Entries from a labeling dataset
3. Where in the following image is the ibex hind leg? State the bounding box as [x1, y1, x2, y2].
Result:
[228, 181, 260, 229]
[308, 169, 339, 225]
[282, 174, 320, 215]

Written task —
Write out every line of the entries again, with the requests, and shift each bounding-box coordinate in the answers up by 67.

Result of this exercise —
3. Where in the following image is the ibex hind leg? State the bounding box as [x1, y1, x2, y2].
Result:
[295, 248, 327, 296]
[375, 236, 406, 292]
[349, 241, 387, 282]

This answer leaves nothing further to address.